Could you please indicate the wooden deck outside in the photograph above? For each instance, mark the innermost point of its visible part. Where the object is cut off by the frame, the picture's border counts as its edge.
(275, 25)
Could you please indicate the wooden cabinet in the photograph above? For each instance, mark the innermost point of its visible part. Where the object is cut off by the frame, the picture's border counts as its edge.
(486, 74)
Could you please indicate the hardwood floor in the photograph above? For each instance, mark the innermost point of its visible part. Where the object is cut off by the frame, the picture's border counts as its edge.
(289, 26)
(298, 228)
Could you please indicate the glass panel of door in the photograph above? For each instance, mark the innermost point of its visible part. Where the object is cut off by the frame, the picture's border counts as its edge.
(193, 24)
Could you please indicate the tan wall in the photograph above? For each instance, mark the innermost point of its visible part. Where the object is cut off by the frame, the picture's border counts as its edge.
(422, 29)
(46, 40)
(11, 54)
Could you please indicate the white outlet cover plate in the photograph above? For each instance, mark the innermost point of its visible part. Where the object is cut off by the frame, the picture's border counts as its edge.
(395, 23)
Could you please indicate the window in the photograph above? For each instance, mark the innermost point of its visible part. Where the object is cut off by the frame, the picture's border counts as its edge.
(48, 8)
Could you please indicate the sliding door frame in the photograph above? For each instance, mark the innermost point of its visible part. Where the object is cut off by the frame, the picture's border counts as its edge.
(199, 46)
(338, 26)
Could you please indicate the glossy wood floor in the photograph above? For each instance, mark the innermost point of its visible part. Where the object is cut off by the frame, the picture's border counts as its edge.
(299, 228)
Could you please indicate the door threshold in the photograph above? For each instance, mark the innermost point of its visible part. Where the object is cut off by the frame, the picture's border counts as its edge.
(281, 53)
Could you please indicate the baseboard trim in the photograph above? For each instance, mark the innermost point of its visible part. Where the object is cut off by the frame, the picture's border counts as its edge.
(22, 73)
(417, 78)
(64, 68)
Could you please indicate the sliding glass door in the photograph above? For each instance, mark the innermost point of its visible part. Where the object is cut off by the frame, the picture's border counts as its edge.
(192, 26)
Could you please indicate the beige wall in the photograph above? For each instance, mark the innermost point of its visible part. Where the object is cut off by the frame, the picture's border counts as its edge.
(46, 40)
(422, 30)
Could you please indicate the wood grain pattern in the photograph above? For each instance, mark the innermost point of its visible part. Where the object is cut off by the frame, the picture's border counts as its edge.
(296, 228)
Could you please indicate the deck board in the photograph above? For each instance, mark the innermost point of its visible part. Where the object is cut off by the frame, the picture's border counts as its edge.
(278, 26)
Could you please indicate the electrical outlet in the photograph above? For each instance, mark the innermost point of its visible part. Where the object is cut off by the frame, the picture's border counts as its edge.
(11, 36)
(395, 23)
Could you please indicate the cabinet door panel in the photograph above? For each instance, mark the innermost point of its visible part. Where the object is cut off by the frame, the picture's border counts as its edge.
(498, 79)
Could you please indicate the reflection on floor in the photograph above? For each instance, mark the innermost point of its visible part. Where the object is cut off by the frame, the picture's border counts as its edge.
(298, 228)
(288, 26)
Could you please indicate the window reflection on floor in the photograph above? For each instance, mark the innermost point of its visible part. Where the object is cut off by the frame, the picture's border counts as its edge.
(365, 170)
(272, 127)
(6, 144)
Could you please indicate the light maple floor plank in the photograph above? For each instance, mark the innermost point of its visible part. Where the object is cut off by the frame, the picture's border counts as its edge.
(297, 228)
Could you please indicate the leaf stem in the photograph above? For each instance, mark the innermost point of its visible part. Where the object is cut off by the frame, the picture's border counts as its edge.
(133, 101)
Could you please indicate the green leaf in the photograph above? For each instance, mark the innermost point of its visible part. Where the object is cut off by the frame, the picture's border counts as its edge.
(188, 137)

DIRECTIONS: Copy every record again, keeping each word unchanged.

RESPONSE TO THIS EXERCISE:
Could you please indicate the wooden deck outside in the photograph above? For each instance, mark the innermost point of its visible part. Where the object is cut off by the frame, the picture's border counts as its edge.
(275, 25)
Could you please indicate the wooden cabinet in the photograph above? For each instance, mark the innermost point of its visible part. Where the object is cut off by the frame, the picture's border counts as its edge.
(486, 74)
Could you please indicate the hardwood floor in the photograph above? For each instance, mark the innermost point of its visible part. Where the object is cut off by the frame, the picture's border counts as its edge.
(289, 26)
(298, 228)
Could you please indicate the glass panel of door in the photograph above? For each instance, mark the innermost point of its visible part. Where the object is cut off by the frame, the picture's border counts as its edge.
(193, 24)
Could you please indicate the tan wall in the photograph above? For each instance, mark the innermost point of its visible part. Where the object is cut off by the frame, the picture's border counts as its edge.
(422, 29)
(46, 40)
(11, 54)
Could you please indicate the white outlet cover plate in the photograph above? For each instance, mark the innermost point of its visible part. Where the object is cut off by the frame, the picture's border counts as its edge.
(395, 23)
Could you please indicate the window in the photograph above? For each instance, mark the innermost point of its visible part. Where the object is cut off by the frame, the picture's border counts as its edge.
(48, 8)
Could you please indicate the sliding door frame in the photograph above? For each instance, mark the innermost point of its visible part. Where the object is cut off by the frame, the picture's border counts as its edge.
(199, 46)
(338, 26)
Could you please indicate the glossy wood floor in the photograph above? For each instance, mark the innermost point of its visible part. Where the object is cut off by the frame, the picture's border counts as its edge.
(299, 228)
Could you please indicate the door threshold in the photograph above? For each instance, mark the innermost point of its visible part. Where the object is cut off by the frame, the picture's border counts as its edge.
(281, 53)
Could you please indicate the baseboard trim in the photograph above? For each instance, mark the innermost point of its visible part. Where the object is cut off by the frame, the picture's border counts as its edge.
(22, 73)
(417, 78)
(64, 68)
Could you please indicate the sliding glass door in the photograph above? For each instance, mark the innermost point of its visible part. Where the object is cut off by the frame, the picture's border counts as its edge.
(192, 26)
Could you please indicate the beige wall in the photograph above? For each instance, mark the innermost point of its visible part. Where the object is cut off by the frame, the picture's border counts as its edge.
(46, 40)
(422, 30)
Could you please indicate the wood grain pattern in the photograph above? For each instance, mark the innermost point of its visible part. Where the object is cut off by the frame, the picture's border counts as its edge.
(296, 228)
Could you please indicate the deck board in the photograph above? For each instance, mark the innermost point of its visible part. Where the object is cut off by the frame, the picture's border counts as its edge.
(278, 26)
Could you please indicate the electrical outlet in the photograph above? For each instance, mark the innermost point of its visible part. Where the object is cut off by the frame, the picture's border counts as its edge.
(11, 36)
(395, 23)
Could you please indicate the cabinet door panel in the photograph above? For each instance, mark the innermost point of its visible part. Where the object is cut off by the frame, the picture's border counts as its edge.
(498, 79)
Could you please indicate the reflection on floor in the photograph above? For each instance, mark the innermost point of its visible part. Where the object is cut off by the frame, the picture's border counts as its edge.
(298, 228)
(288, 26)
Could you please indicate the window reflection on floor in the photograph above? For each instance, mark the innermost point of its visible part. Where the object is cut off by the frame, the picture's border counts as its edge.
(365, 170)
(272, 127)
(6, 144)
Could you please indicate the light maple floor plank in the photograph above? For each instance, mark the innermost point of its visible part. Where the object is cut off by the frame, the picture's border counts as its edge.
(297, 228)
Could you please indicate the leaf stem in the photograph above? For each instance, mark the innermost point of its visible part. Where the object is cut off by the frame, the picture's border counts as its edge.
(133, 101)
Could you please indicate the green leaf in the photograph above? For each instance, mark the innermost point of its visible part. Where the object is cut off by the frame, the picture's border counts as its edge.
(188, 137)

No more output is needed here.